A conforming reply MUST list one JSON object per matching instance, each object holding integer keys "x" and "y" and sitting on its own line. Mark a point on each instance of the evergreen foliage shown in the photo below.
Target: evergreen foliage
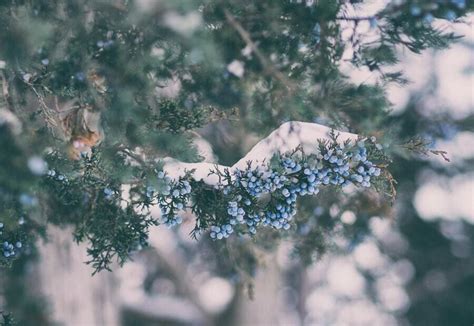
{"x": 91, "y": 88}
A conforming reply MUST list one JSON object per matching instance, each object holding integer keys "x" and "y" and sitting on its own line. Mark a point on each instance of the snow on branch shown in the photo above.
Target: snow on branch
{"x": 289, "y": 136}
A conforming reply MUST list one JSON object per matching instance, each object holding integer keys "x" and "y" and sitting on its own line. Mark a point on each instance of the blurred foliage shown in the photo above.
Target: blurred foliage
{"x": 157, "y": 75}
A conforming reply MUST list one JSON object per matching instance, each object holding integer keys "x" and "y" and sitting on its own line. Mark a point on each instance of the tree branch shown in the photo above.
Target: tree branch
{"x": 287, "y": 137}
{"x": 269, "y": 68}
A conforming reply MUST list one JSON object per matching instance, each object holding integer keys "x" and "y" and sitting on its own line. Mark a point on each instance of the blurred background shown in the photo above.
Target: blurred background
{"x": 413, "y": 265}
---
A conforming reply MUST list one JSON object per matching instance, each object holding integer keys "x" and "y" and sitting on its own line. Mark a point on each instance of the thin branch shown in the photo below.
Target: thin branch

Set exercise ::
Render the lines from the one containing "branch shown in the photo below." through the one containing "Target: thin branch" as a JSON list of strings, one string per line, with blank lines omitted.

Exercise output ::
[
  "A conforming reply MUST list one JSON object per matching instance, each object holding integer keys \"x\" and \"y\" and sitting on its own line. Mark a point on each instance of the thin branch shown in the photo below.",
  "Target: thin branch"
]